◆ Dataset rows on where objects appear
┌──
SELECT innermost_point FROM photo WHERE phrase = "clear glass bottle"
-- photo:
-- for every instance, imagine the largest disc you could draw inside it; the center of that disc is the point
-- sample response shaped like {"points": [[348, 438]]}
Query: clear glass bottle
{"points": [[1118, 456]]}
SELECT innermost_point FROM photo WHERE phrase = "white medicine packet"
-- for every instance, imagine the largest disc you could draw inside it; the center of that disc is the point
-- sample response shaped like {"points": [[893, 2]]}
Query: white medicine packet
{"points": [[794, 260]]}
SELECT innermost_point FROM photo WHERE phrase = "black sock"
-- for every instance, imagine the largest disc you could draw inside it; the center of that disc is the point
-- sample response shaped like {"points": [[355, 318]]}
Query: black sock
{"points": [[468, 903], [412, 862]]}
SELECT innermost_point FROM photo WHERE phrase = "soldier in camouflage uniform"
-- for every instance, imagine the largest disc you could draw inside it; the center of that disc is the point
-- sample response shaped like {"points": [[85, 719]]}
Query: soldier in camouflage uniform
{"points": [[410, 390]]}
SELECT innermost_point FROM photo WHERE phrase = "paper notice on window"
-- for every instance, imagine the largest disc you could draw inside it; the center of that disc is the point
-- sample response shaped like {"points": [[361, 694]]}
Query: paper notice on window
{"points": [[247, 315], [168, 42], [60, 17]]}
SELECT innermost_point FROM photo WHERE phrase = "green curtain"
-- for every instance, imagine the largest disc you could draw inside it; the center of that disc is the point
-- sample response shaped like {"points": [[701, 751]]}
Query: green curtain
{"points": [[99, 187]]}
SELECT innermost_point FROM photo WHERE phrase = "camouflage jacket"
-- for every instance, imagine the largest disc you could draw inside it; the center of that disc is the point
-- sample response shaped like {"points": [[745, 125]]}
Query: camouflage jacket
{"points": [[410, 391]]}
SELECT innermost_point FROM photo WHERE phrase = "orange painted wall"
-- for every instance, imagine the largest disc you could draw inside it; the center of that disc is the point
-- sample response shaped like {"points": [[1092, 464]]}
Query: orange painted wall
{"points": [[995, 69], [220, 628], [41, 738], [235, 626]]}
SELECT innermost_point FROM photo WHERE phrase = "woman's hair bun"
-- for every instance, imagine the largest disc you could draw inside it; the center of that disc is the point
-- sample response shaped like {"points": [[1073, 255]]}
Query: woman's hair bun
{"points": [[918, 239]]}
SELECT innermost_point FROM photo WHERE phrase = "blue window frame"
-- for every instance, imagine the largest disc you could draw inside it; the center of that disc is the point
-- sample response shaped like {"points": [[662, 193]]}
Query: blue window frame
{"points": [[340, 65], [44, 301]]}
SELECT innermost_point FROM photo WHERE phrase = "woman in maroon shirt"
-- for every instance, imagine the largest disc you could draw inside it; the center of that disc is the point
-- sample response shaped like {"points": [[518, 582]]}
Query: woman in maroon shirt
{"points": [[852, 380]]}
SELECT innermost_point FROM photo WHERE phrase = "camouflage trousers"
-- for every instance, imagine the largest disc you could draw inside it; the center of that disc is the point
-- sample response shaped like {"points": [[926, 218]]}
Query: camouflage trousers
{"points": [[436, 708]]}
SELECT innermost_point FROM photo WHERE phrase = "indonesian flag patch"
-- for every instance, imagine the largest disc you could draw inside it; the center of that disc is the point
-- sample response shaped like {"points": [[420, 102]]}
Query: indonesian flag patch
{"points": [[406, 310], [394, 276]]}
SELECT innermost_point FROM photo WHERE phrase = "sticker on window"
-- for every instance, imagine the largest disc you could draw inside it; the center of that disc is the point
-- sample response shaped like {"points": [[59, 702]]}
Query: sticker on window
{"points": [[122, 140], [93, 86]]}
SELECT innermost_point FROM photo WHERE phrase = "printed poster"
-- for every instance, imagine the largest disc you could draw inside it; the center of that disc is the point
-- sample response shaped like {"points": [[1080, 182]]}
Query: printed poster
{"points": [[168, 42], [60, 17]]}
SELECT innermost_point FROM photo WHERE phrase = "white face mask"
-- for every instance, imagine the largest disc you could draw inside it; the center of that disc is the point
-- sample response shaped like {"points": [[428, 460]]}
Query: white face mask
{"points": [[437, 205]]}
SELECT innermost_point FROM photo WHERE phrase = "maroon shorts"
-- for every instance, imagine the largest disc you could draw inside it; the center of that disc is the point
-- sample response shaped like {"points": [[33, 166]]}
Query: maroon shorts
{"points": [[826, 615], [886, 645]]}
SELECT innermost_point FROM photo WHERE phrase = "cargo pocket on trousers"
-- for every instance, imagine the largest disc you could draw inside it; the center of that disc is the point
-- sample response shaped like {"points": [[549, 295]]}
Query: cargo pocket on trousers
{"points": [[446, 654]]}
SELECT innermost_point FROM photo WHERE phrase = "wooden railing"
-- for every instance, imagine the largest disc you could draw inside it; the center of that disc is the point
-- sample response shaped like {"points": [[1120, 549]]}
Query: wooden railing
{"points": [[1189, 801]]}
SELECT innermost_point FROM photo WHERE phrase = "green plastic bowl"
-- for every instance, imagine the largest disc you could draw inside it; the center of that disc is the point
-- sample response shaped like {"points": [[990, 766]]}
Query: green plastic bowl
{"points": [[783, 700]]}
└──
Repeat the entries exactly, all of them.

SELECT innermost_point FROM photo WHERE phrase = "clear glass bottle"
-- photo:
-- for every instance, imagine the largest disc you could draw inside it; the center of that disc is the point
-- sample response shaped like {"points": [[348, 438]]}
Query: clear glass bottle
{"points": [[1118, 456]]}
SELECT innermost_point FROM photo WHERE phrase = "white medicine packet"
-- for every instance, imagine the largest disc you could draw inside it; the center of that disc is the point
-- sample response shaped like {"points": [[893, 2]]}
Query: white medicine packet
{"points": [[794, 260]]}
SELECT innermost_point FROM photo WHERE phrase = "black sock"
-- for every instance, imagine the largest disc you could draw inside it; the center of that disc is the point
-- sample response shaped like {"points": [[355, 318]]}
Query: black sock
{"points": [[468, 903], [412, 862]]}
SELECT innermost_point FROM photo WHERE phrase = "soldier in camouflage uniform"
-- for every instance, imagine the largest disc you could draw inside it; the center of that disc is the point
-- sample response shaped like {"points": [[85, 719]]}
Query: soldier in camouflage uniform
{"points": [[410, 390]]}
SELECT innermost_point FROM photo WHERE phrase = "paper notice on window"
-- for every instance, imagine the largest disc you could draw inside it; the center of that disc is the point
-- sample response shaped like {"points": [[361, 694]]}
Query: paper notice on window
{"points": [[247, 315], [168, 42], [60, 17]]}
SELECT innermost_point FROM photo WHERE phrase = "green curtain"
-- for every instance, imagine the largest disc you could draw inside it; the center of that disc is the point
-- sample response shaped like {"points": [[701, 751]]}
Query: green curtain
{"points": [[99, 187]]}
SELECT innermost_point FROM photo WHERE phrase = "camouflage jacket"
-- for every instance, imagine the largest disc you could draw inside it; the center of that disc is the point
-- sample response shaped like {"points": [[745, 125]]}
Query: camouflage jacket
{"points": [[410, 391]]}
SELECT innermost_point FROM photo WHERE phrase = "orange painted wall"
-- for every instance, imagine the largest disc you could draw inside it; the center of that disc is the point
-- sample response shaped like {"points": [[1092, 464]]}
Query: orange painted wall
{"points": [[995, 69], [220, 628], [41, 738], [235, 626]]}
SELECT innermost_point FROM photo WHERE phrase = "woman's hair bun"
-- for every instance, imagine the largest disc you could draw inside it; the center of that disc is the point
-- sample response shaped like {"points": [[1073, 255]]}
Query: woman's hair bun
{"points": [[918, 239]]}
SELECT innermost_point FROM photo WHERE phrase = "blue window frame"
-- for every instance, imagine the largest disc you could draw inside it; the center of that disc is the point
-- sample response shaped like {"points": [[662, 193]]}
Query: blue window frame
{"points": [[340, 65], [44, 301]]}
SELECT innermost_point FROM photo WHERE phrase = "woman in maroon shirt"
-- for every instance, imagine the largest disc you could draw inside it; the center of that disc is the point
-- sample response shaped like {"points": [[518, 582]]}
Query: woman in maroon shirt
{"points": [[852, 380]]}
SELECT innermost_point FROM photo WHERE phrase = "camouflage trousers"
-- for every instance, imagine the largest disc you could draw inside it; the center of that disc is the point
-- sample response shaped like {"points": [[926, 218]]}
Query: camouflage trousers
{"points": [[436, 708]]}
SELECT innermost_point FROM photo WHERE phrase = "indonesian flag patch"
-- for every instance, imagine the largest disc you could draw inside it; the center of that disc is the point
-- sample response shaped like {"points": [[420, 102]]}
Query: indonesian flag patch
{"points": [[406, 310], [394, 276]]}
SELECT innermost_point FROM photo WHERE phrase = "sticker on window"
-- for every instance, imagine the largest disc you could draw inside it; the center of that disc is the point
-- sample response shaped like {"points": [[59, 702]]}
Query: sticker on window
{"points": [[122, 140], [93, 86]]}
SELECT innermost_point FROM photo WHERE phrase = "printed poster"
-- for every instance, imagine the largest disc you could draw inside it; the center of that disc is the point
-- sample response shaped like {"points": [[1080, 182]]}
Query: printed poster
{"points": [[168, 42], [60, 17]]}
SELECT innermost_point FROM photo WHERE phrase = "white face mask"
-- for every instance, imagine the largest disc you could draw inside it; the center of that disc is the point
-- sample response shaped like {"points": [[428, 460]]}
Query: white face mask
{"points": [[437, 205]]}
SELECT innermost_point FROM photo WHERE phrase = "maroon shorts"
-- for every instance, imagine the largest disc you could draw inside it; the center of that disc is the point
-- sample response shaped like {"points": [[33, 166]]}
Query: maroon shorts
{"points": [[826, 615], [886, 645]]}
SELECT innermost_point FROM photo WHERE phrase = "cargo pocket on trousers"
-- for every instance, imagine the largest disc you could draw inside it; the center of that disc is the point
-- sample response shaped like {"points": [[549, 295]]}
Query: cargo pocket on trousers
{"points": [[446, 654]]}
SELECT innermost_point FROM photo WHERE phrase = "wooden railing"
-- for every instance, imagine the largest disc you could draw inside it; the center of that disc is the point
-- sample response shaped like {"points": [[1120, 549]]}
Query: wooden railing
{"points": [[1189, 801]]}
SELECT innermost_point FROM photo WHERE phrase = "green plastic bowl"
-- for every instance, imagine the largest disc you could draw inside it; the center of that disc is the point
-- sample response shaped like {"points": [[990, 766]]}
Query: green plastic bowl
{"points": [[783, 700]]}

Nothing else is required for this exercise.